### EXERCISE DIRECTIONS
Restate the whole of the data verbatim, omitting nothing.

### RAW DATA
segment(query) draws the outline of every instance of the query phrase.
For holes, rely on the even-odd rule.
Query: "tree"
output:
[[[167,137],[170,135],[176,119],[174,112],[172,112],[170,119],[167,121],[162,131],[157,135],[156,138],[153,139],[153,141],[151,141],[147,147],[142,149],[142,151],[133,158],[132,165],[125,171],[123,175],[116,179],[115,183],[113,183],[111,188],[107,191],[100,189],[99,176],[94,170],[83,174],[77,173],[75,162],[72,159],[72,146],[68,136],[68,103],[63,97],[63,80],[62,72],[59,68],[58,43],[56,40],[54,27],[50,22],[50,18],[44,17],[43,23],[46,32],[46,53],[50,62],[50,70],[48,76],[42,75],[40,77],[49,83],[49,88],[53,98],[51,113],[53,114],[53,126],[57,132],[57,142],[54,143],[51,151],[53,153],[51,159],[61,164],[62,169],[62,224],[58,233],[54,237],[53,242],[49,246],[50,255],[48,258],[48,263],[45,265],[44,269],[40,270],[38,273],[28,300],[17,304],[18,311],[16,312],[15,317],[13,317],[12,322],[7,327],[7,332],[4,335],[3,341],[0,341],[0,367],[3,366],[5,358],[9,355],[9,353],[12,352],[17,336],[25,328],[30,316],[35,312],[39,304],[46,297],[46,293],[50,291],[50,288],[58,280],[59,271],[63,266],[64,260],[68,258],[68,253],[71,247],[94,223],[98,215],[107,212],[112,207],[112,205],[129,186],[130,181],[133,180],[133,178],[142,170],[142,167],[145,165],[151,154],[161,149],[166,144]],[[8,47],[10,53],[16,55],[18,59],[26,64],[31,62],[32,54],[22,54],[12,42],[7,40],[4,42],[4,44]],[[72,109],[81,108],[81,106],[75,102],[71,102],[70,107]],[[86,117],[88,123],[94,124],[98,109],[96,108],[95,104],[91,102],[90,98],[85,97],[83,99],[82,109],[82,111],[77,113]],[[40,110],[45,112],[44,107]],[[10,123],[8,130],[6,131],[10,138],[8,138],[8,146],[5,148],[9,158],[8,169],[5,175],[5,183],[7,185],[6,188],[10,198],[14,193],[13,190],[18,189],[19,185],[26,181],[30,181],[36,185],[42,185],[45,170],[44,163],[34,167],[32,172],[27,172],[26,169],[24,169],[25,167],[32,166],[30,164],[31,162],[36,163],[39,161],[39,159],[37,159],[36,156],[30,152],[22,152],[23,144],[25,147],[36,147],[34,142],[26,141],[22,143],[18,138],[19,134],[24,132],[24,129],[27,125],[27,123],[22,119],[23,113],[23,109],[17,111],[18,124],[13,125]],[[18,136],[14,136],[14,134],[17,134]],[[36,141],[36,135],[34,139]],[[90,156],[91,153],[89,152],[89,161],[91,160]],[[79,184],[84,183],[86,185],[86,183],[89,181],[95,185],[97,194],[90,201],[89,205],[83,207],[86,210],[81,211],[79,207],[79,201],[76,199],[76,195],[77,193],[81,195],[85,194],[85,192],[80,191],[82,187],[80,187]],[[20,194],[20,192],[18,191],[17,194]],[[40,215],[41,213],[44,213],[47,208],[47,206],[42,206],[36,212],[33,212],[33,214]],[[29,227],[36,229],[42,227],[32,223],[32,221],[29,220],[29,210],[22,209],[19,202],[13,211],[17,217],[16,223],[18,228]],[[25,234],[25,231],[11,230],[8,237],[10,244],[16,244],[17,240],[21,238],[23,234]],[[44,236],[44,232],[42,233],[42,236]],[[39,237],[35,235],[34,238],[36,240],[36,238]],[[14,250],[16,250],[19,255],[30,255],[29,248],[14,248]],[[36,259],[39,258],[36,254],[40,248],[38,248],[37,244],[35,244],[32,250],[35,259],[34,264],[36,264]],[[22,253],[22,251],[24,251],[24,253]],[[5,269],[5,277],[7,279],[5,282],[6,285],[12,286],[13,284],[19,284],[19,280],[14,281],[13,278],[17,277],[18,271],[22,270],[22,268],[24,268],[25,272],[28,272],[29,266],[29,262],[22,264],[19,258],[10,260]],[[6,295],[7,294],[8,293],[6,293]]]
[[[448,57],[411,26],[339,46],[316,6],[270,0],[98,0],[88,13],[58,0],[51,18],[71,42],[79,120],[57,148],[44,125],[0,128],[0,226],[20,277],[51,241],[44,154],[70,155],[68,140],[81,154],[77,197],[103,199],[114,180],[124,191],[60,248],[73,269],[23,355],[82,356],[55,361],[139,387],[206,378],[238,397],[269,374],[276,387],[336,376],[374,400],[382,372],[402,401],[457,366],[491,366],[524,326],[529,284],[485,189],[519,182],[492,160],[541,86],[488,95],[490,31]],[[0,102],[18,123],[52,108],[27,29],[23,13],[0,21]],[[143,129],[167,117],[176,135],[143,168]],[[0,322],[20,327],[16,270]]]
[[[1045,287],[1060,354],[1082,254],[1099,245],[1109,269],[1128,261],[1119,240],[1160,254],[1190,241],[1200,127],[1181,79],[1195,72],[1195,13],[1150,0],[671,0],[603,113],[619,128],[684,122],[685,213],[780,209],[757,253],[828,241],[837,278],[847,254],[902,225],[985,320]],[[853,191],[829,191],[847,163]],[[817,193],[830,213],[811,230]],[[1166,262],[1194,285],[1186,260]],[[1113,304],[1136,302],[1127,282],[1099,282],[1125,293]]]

### TASK ANSWER
segment(query) draws the outline of every instance of the query phrase.
For holes, rely on the even-odd rule.
Query: "tree"
output:
[[[167,137],[170,135],[176,119],[174,112],[172,112],[170,119],[167,121],[162,131],[157,135],[156,138],[153,139],[153,141],[151,141],[147,147],[142,149],[142,151],[133,158],[132,165],[125,171],[123,175],[116,179],[115,183],[113,183],[111,188],[107,191],[100,189],[99,176],[94,170],[83,174],[77,173],[75,162],[72,159],[72,146],[68,136],[68,103],[63,97],[63,80],[62,72],[59,68],[58,43],[56,40],[54,27],[50,22],[50,18],[44,17],[43,23],[46,32],[46,53],[50,62],[50,70],[48,76],[42,75],[40,77],[49,83],[49,88],[53,98],[51,113],[53,114],[53,126],[57,132],[57,142],[54,143],[51,151],[53,153],[51,159],[61,164],[62,169],[62,224],[58,233],[54,237],[53,242],[49,246],[50,255],[48,258],[48,263],[45,265],[44,269],[40,270],[38,273],[28,300],[17,304],[18,311],[16,312],[15,317],[13,317],[12,322],[7,327],[7,332],[4,335],[3,341],[0,341],[0,367],[3,366],[5,358],[9,355],[9,353],[12,352],[17,336],[25,328],[30,316],[35,312],[39,304],[46,297],[46,293],[50,291],[50,288],[58,280],[59,271],[63,266],[64,260],[68,258],[68,253],[71,247],[94,223],[98,215],[107,212],[112,207],[112,205],[129,186],[130,181],[133,180],[133,178],[142,170],[142,167],[145,165],[151,154],[161,149],[166,144]],[[8,47],[10,53],[16,55],[18,59],[26,64],[31,62],[32,54],[22,54],[12,42],[7,40],[4,42],[4,44]],[[72,109],[81,108],[81,106],[75,102],[71,102],[70,107]],[[86,117],[88,123],[94,124],[98,109],[96,108],[95,104],[91,102],[90,98],[85,97],[83,99],[82,109],[82,111],[77,113]],[[40,110],[45,112],[44,107]],[[10,123],[8,130],[6,131],[10,138],[8,138],[8,146],[5,148],[9,158],[8,169],[5,175],[5,183],[7,185],[6,188],[10,198],[14,193],[13,190],[18,189],[19,185],[26,181],[30,181],[36,185],[42,185],[45,170],[44,163],[34,167],[32,172],[27,172],[26,169],[24,169],[25,167],[32,166],[30,164],[31,162],[36,163],[39,161],[39,159],[37,159],[36,156],[30,152],[22,152],[23,144],[25,147],[36,147],[34,142],[26,141],[22,143],[18,138],[19,134],[24,132],[24,129],[27,125],[27,123],[22,119],[23,113],[23,109],[17,111],[18,124],[13,125]],[[18,136],[14,136],[14,134],[17,134]],[[36,141],[36,135],[34,139]],[[90,156],[91,153],[89,152],[89,161],[91,160]],[[79,184],[84,183],[86,185],[86,183],[89,181],[95,185],[97,194],[90,201],[89,205],[83,207],[86,210],[81,211],[79,207],[79,201],[76,199],[76,195],[77,193],[81,195],[85,194],[85,192],[80,191],[82,187],[80,187]],[[20,194],[20,192],[18,191],[17,194]],[[40,215],[41,213],[44,213],[47,208],[47,206],[42,206],[36,212],[33,212],[33,214]],[[29,227],[36,229],[42,227],[32,223],[32,221],[29,220],[29,210],[22,209],[19,202],[13,211],[17,217],[16,223],[18,228]],[[25,234],[25,231],[11,230],[8,237],[10,244],[16,244],[17,240],[21,238],[23,234]],[[44,236],[44,232],[42,233],[42,236]],[[39,237],[35,235],[34,238],[36,240],[36,238]],[[14,250],[16,250],[19,255],[30,255],[29,248],[14,248]],[[36,259],[39,258],[36,254],[40,248],[38,248],[37,244],[35,244],[32,250],[35,259],[34,264],[36,264]],[[22,253],[22,251],[24,251],[24,253]],[[5,269],[5,277],[7,279],[5,282],[6,285],[12,286],[13,284],[19,284],[19,280],[14,281],[13,278],[17,277],[18,271],[22,270],[22,268],[24,268],[25,272],[28,272],[29,266],[29,262],[22,264],[19,258],[10,260]],[[6,295],[7,294],[8,293],[6,293]]]
[[[448,57],[411,26],[339,46],[316,6],[270,0],[98,0],[88,13],[58,0],[51,18],[71,42],[79,120],[57,148],[44,125],[0,128],[0,226],[20,277],[51,241],[44,154],[70,155],[68,140],[81,154],[77,197],[103,199],[114,180],[124,191],[60,248],[73,269],[23,355],[82,356],[55,361],[139,387],[206,378],[238,397],[269,374],[276,387],[336,376],[374,400],[382,372],[402,401],[457,366],[491,366],[524,326],[529,284],[485,189],[519,182],[492,160],[541,86],[488,95],[490,31]],[[0,102],[18,123],[52,108],[27,29],[23,13],[0,21]],[[143,129],[167,117],[176,135],[143,168]],[[0,322],[20,327],[16,270]]]
[[[1045,287],[1060,354],[1082,254],[1099,245],[1109,269],[1128,261],[1119,240],[1160,254],[1190,241],[1200,127],[1181,79],[1195,72],[1195,13],[1150,0],[671,0],[603,113],[619,128],[684,122],[685,213],[780,209],[757,253],[828,241],[837,278],[847,254],[902,225],[985,320]],[[853,191],[829,191],[847,163]],[[817,193],[830,213],[811,230]],[[1166,262],[1194,285],[1186,260]],[[1113,304],[1136,302],[1127,282],[1099,282],[1125,293]]]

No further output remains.